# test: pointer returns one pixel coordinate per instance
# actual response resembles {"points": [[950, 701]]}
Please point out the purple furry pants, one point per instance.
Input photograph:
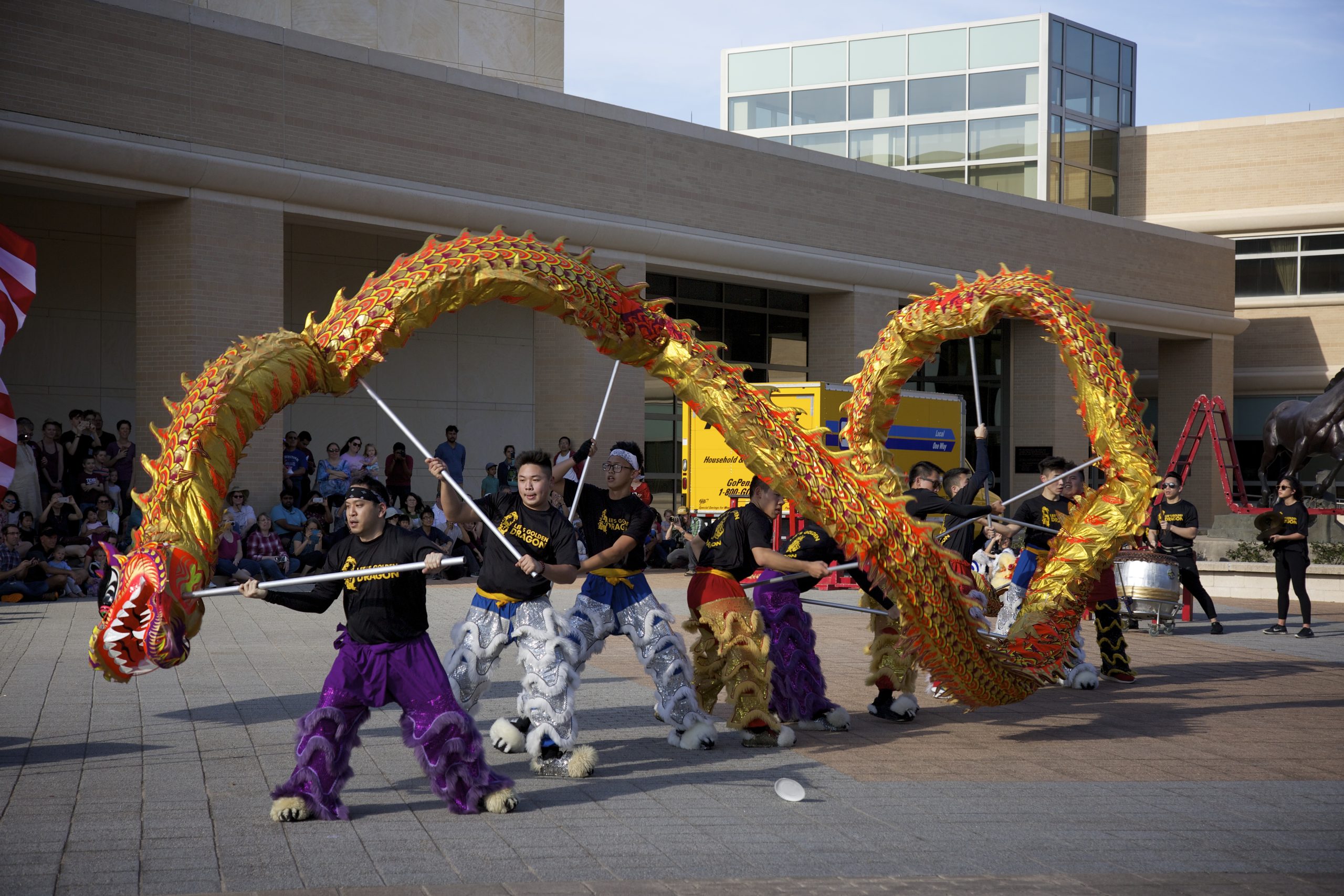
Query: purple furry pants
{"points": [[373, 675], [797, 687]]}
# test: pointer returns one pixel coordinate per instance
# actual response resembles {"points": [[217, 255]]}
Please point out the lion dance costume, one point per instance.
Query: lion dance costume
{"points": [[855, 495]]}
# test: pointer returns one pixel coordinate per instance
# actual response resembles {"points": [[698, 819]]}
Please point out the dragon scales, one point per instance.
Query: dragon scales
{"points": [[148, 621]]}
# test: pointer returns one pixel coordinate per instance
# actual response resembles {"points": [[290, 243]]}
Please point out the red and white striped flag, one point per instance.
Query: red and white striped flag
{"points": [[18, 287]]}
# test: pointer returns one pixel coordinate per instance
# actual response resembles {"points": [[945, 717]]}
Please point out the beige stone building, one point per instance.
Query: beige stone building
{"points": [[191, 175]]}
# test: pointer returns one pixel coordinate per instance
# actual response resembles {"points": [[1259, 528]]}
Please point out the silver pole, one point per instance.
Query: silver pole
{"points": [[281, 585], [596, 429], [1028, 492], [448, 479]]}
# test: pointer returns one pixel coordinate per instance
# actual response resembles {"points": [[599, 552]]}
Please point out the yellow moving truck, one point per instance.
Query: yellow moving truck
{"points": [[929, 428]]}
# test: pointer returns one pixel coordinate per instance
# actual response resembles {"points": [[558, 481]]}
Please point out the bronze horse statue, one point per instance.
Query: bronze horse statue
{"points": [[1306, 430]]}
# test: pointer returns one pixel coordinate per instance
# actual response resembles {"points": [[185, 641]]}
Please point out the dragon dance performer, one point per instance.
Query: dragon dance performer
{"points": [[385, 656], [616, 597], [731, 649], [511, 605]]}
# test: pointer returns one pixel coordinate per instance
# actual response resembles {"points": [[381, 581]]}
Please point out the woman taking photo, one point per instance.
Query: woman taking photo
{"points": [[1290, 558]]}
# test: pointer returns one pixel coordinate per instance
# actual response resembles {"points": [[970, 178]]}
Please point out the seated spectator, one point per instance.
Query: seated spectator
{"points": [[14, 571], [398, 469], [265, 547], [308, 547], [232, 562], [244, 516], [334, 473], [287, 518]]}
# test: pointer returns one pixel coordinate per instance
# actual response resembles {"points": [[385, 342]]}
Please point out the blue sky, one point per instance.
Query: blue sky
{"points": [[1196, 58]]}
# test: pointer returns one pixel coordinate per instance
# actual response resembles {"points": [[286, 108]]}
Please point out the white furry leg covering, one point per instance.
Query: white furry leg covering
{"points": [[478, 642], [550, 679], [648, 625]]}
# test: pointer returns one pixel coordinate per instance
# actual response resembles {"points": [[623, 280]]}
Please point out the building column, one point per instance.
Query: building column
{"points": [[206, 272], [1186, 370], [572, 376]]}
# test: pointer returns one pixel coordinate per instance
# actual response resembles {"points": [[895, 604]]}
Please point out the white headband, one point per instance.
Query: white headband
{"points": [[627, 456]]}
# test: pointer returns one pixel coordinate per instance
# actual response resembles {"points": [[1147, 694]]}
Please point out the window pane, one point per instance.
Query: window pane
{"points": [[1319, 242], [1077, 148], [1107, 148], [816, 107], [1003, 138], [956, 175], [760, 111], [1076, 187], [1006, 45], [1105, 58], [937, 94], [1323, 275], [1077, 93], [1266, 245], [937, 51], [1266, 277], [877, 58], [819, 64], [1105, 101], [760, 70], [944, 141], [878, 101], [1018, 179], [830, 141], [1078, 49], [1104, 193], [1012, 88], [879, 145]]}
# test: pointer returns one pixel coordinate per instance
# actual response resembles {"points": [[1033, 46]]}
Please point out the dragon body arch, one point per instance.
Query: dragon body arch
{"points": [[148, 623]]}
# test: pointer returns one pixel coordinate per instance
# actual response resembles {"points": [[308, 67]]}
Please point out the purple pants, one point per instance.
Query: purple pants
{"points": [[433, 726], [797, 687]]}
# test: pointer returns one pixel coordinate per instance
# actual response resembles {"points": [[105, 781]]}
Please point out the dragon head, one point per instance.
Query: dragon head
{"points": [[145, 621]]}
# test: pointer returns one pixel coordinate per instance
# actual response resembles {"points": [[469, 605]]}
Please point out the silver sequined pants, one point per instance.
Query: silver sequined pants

* TASK
Repeat the listing verbatim. Skip the pictures.

* THE COMPLETED TASK
# test: pointer returns one pixel coordinate per instance
# actual response resembles {"points": [[950, 701]]}
Please point out the purple furry pants, one point per instance.
Input photograph:
Query: purple furry pants
{"points": [[373, 675], [797, 687]]}
# test: pointer returns one pixel coordinate per instance
# actual response resembles {"points": [[217, 255]]}
Please point out the lion dance costume, one point per instance.
Query: lion dance costume
{"points": [[855, 495]]}
# test: pointer returns one pixel coordinate per instance
# actual response resembles {"points": [[698, 819]]}
Please point out the dragon scales, one point per instance.
Query: dragon scales
{"points": [[148, 621]]}
# test: pointer returns one pixel coordinate per instance
# actual response resembles {"points": [[290, 243]]}
Please point out the red and white striped flag, one point per instance.
Query: red and white striped flag
{"points": [[18, 287]]}
# test: pointer returns one pixel coordinate per instance
# actual response resembles {"points": [[945, 717]]}
Please point out the beige stone building, one point per instance.
Query: beige stone building
{"points": [[191, 175]]}
# test: pointer returns one pixel coordinate per instance
# actual response resembles {"points": [[1259, 528]]}
Please point out the silver pole, one point per instance.
Query: silver pole
{"points": [[281, 585], [596, 429], [1028, 492], [448, 479]]}
# test: pointer returns one pixel coordinate per instance
# actual response resembles {"points": [[599, 552]]}
Please point out the yellow moving truck, one point per instance.
Query: yellow moving truck
{"points": [[929, 428]]}
# test: pointer returns one pixel coordinate per instance
# actual response resembles {"points": [[558, 481]]}
Please point out the bronze horse statue, one point per instance.
Query: bronze horse statue
{"points": [[1306, 430]]}
# test: pointer returns one pixel coordinate per instance
# actual response resembles {"points": [[185, 641]]}
Please point out the dragon dance performer, one point per instance.
Query: dragon dance performer
{"points": [[385, 656], [616, 597], [731, 649], [511, 605]]}
# test: pointer returns one pixel coordinate per instance
# actual response resembles {"points": [[381, 581]]}
Please point out the woman taking photo, one point per instance.
Query: woman taking photo
{"points": [[1290, 558]]}
# test: pointer returns one pixel coordinate per instance
# actual response resembles {"points": [[970, 178]]}
Please point out the seated spectator, one point per instance.
Query: seated spectator
{"points": [[14, 571], [398, 469], [265, 547], [308, 547], [232, 562], [244, 516], [334, 473], [287, 518]]}
# test: pointer returns one pixel coordinate per instance
# actual response resembles {"points": [[385, 342]]}
Please point out the blue sky, one point per instance.
Query: blue sky
{"points": [[1196, 58]]}
# test: pointer returns one pixel coordinate per instance
# actual response resembles {"points": [[286, 108]]}
Please point out the white furry leg covering, one point per instance.
Query: white furry leg covering
{"points": [[478, 642], [550, 679], [648, 625]]}
# test: pointer returns one pixel coordinate per instance
# actual response resembles {"points": [[623, 280]]}
Please point out the building column, one point per instance.
Query: building column
{"points": [[206, 272], [1186, 370], [572, 376]]}
# test: pointer returns one pixel coordinate per instance
# actual response resembles {"points": [[895, 604]]}
Please point out the white headband, one point per instance.
Query: white headband
{"points": [[627, 456]]}
# test: pointer returns one pixel coordinate per instance
# actual response resembles {"points": [[1147, 694]]}
Please point out the window pane, one point per instance.
Query: window pane
{"points": [[1319, 242], [1077, 148], [1107, 148], [816, 107], [1003, 138], [956, 175], [760, 111], [1076, 187], [1006, 45], [1105, 58], [937, 94], [1323, 275], [1077, 93], [1266, 245], [937, 51], [1266, 277], [877, 58], [819, 64], [1105, 101], [760, 70], [944, 141], [878, 101], [1018, 179], [830, 141], [1078, 49], [1104, 193], [1012, 88], [879, 145]]}
# test: pointer returns one pixel coordinate per instance
# actual response resembles {"points": [[1033, 46]]}
Please point out the dragon body arch, one point per instance.
Query: dragon body arch
{"points": [[148, 623]]}
# test: pointer returns one pixel coordinate per instance
# actual response resembles {"points": [[308, 67]]}
Please point out the purple pants, one point per instance.
Query: purple pants
{"points": [[433, 726], [797, 687]]}
# test: pointer returns one pixel coordinate per instance
# actual response resembles {"points": [[105, 781]]}
Please point out the dragon head, one point per instance.
Query: dragon head
{"points": [[145, 621]]}
# test: pointer returns one pixel coordinate per instance
# actual response resembles {"points": [[469, 605]]}
Please point out the silver sequined pants, one point per instance.
Query: silver sequined pants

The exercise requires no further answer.